- Provided records -

----

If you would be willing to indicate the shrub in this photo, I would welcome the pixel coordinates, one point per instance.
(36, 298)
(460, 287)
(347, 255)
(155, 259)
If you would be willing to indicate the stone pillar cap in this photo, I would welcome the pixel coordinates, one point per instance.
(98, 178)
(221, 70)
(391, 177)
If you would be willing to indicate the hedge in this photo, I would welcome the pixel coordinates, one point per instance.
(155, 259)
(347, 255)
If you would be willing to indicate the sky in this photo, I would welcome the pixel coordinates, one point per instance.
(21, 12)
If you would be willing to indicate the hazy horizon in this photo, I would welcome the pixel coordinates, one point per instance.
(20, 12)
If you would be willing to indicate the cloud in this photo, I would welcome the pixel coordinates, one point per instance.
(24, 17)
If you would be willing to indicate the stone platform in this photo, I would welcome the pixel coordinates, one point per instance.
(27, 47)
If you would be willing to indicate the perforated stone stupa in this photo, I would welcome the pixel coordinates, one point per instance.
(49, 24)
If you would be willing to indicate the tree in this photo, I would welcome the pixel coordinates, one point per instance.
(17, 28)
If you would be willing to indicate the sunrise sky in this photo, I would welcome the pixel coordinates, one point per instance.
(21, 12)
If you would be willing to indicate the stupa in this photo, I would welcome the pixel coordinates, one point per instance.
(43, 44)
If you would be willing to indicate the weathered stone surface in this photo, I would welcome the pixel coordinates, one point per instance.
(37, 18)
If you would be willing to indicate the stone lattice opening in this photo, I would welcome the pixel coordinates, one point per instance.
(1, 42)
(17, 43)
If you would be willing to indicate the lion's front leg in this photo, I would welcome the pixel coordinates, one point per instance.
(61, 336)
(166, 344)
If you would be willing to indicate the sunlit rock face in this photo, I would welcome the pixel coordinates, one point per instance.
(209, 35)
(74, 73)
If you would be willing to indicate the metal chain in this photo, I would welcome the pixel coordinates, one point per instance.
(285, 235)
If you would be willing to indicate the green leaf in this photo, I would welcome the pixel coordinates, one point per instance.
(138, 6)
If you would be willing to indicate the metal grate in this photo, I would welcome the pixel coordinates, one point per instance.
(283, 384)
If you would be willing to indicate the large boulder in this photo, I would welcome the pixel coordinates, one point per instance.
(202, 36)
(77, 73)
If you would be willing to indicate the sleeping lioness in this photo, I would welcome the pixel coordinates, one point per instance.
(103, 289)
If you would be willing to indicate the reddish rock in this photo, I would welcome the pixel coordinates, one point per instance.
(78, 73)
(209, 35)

----

- Exercise aim -
Rescale the part of the records that opens with the line containing "If you would be willing to indicate the sunrise" and runs through the end of the records by rewriting all of those lines, requests included, with every coordinate in the answers multiplied by 1.6 and rounded to the nearest whole number, halves rounded up. Give only those lines.

- Exercise output -
If you would be willing to indicate the sunrise sky in this photo, I would welcome the pixel coordinates, one point per instance.
(34, 19)
If you would be willing to indicate the stupa in this photo, I would welcome the pixel coordinates, one point per instance.
(69, 70)
If you would be willing to indicate the weathered stone surface in this photo, I would welcome the pixel coordinates, one point per instance.
(59, 29)
If you would be willing to indicate the stone lattice opening in this photo, I would welcome the pixel coordinates, one point per instance.
(2, 67)
(27, 69)
If you would be willing to indicate the lion's front leg in this photo, I would welcome the pixel coordinates, one point per instance.
(98, 538)
(266, 550)
If you would be willing to indicate the sunlit rock face in this photo, I would welcome the pixel coordinates, one point per instance.
(334, 56)
(118, 117)
If you would be willing to indicate the metal chain in this photo, I would welcome the pixel coordinates, one point per instance.
(456, 376)
If you would be willing to indicate the green leaf in this photo, I would welcome the pixel coordinates, one point per instance.
(221, 10)
If you would be willing to indicate the metal grate in this photo, I would welcome the pixel coordinates, one point per instance.
(453, 614)
If you would be willing to indicate the large boulder in this photo, I would welcome the pixel coordinates, one point per instance.
(323, 58)
(123, 117)
If you would be willing to indicate the sleeping lioness in this photo, I would welcome the pixel coordinates, one point per instance.
(165, 462)
If you would be willing to indicate the reddish rock in this photo, I would welcome the pixel coordinates, one point per instance.
(125, 117)
(334, 56)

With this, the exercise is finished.